What makes Raoul Peck’s Sometimes in April tick? Minutes into the film and the viewer will realize the scriptwriter knows Africa well. Radio is the mass medium in most parts of Africa, not the newspapers or the TV. If a popular radio host decides to call the Tutsi community “cockroaches” that need to be exterminated thousands of listeners will accept the verdict because they have no access to another viewpoint. That is precisely what happened. That’s the power of radio in most parts of Africa. Hate spewed out of a radio station and countries that had the power to jam those broadcasts, refrained from doing so in the name of “free speech” and “democracy” as death tolls rose to 8000 victims a day. Western nations and the UN did intervene—only to rescue expatriates, Tutsis did not matter. Christian priests in the film are shown as reluctant collaborators as they are forced to identify Tutsis taking refuge with them so that other Tutsi’s might survive the carnage. The high point of the movie for me was when Hutu girl students of a convent school collectively refuse to be saved from death and stand as one only to be butchered when vigilantes try to identify and kill Tutsi students. And this is not fiction but a fact. (For those who care to read about the subject I suggest Lt. Gen. Roméo Dallaire's book Shake Hands with the Devil: The Failure of Humanity in Rwanda.)

How else is Sometimes in April different from Hotel Rwanda? The core strength of the film lies in its attempt to analyze the effect of the difficult period on Rwandans right up to the recent past. The film examines the conflict of interest of Hutu soldiers who carry death lists of good Tutsis as good soldiers. It examines the conflicts of families with spouses from the two communities. The film explores family bonds that rise above career interests (here those of a radio host). There are shots of women who prefer to blow themselves up (see picture above) than be raped again and again. Finally, the film looks at how individuals facing trial accept their guilt—a very rare example in cinema.

The director of Sometimes in April, Raoul Peck is an unusual filmmaker from Haiti switching between documentary and feature films with remarkable felicity. He grew up in Zaire (Congo) and then lived in France. Peck served as Haiti’s Minister of Culture similar to the honor accorded by Greece to late actor Melina Mercouri. Peck’s first feature film feature L’homme sur les quais (1993) (The Man by the Shore) was nominated for the Golden Palm at Cannes in 1993. His documentary film Lumumba has been hailed by critics and I look forward to see it. He has already won a lifetime award from the Human Rights Watch in New York and the Nestor (cinematographer of Mallick, Rohmer and Truffaut) Almendros prize. Evidently Peck is a director worth noting.

In the marvellous 10-hour documentary Hitler-a Film from Germany, German director Hans-Jurgen Syberberg explored the reasons for the rise of Hitler and the hidden Hitler in each of us. Peck's Sometimes in April offers the viewer somewhat similar perspectives.

It is interesting to note that the two last words that flash on the screen as the film draws to a close are “Never forget”. I will not forget this film and what this film has to offer for any viewer. One should not forget the bigger picture—Peck’s film is not about Rwanda alone, it is about human actions and the consequences anywhere. That’s what makes the film interesting.

Thank you, HBO. Thank you, Mr Peck. I only wish this film gets a wider audience.

→ Supplied information:
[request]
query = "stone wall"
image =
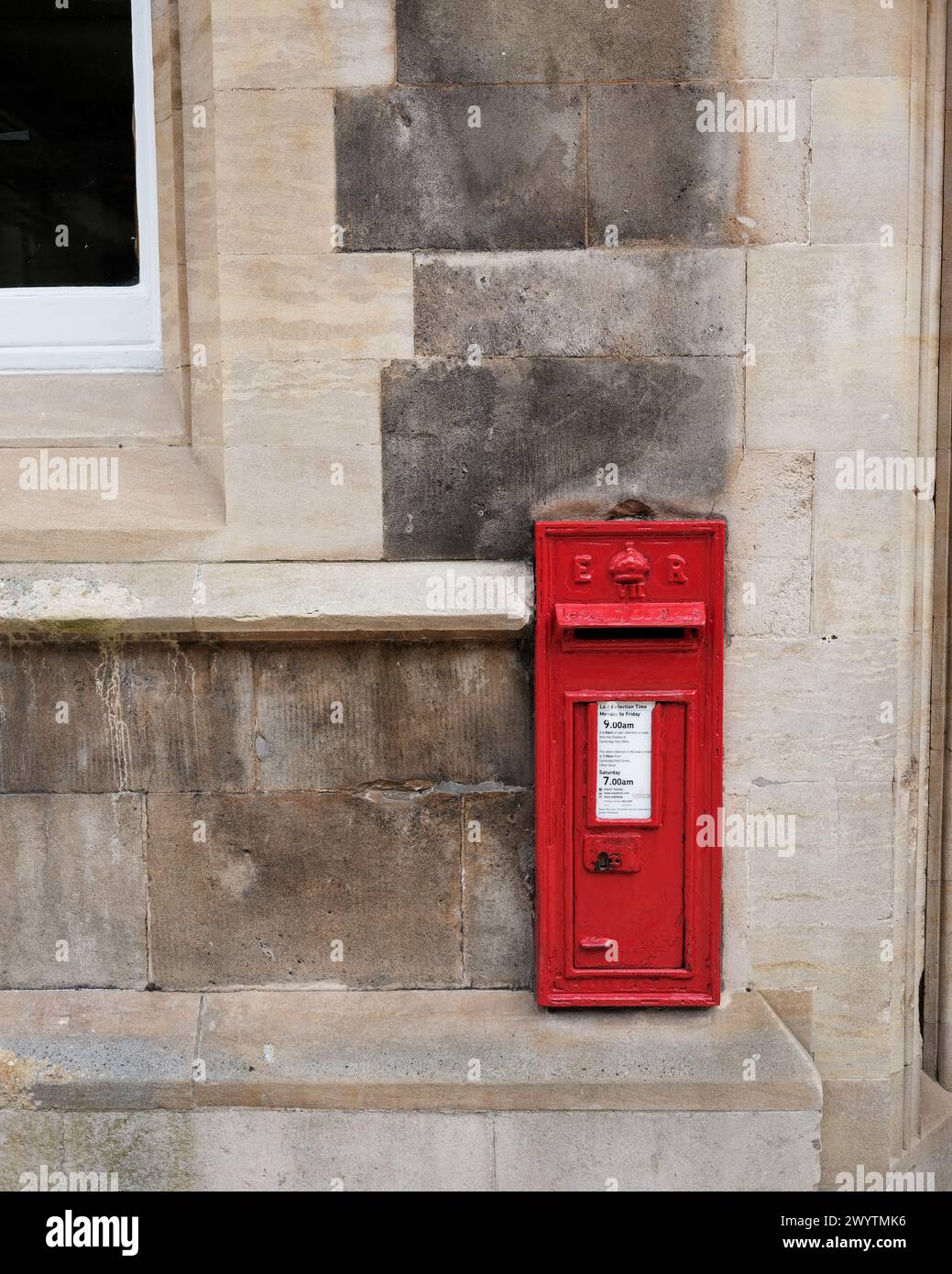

→ Work instructions: Return the stretch of the film review from "How else is" through "example in cinema.", copied word for word. Work from the review of the film alone.

→ Correct output:
How else is Sometimes in April different from Hotel Rwanda? The core strength of the film lies in its attempt to analyze the effect of the difficult period on Rwandans right up to the recent past. The film examines the conflict of interest of Hutu soldiers who carry death lists of good Tutsis as good soldiers. It examines the conflicts of families with spouses from the two communities. The film explores family bonds that rise above career interests (here those of a radio host). There are shots of women who prefer to blow themselves up (see picture above) than be raped again and again. Finally, the film looks at how individuals facing trial accept their guilt—a very rare example in cinema.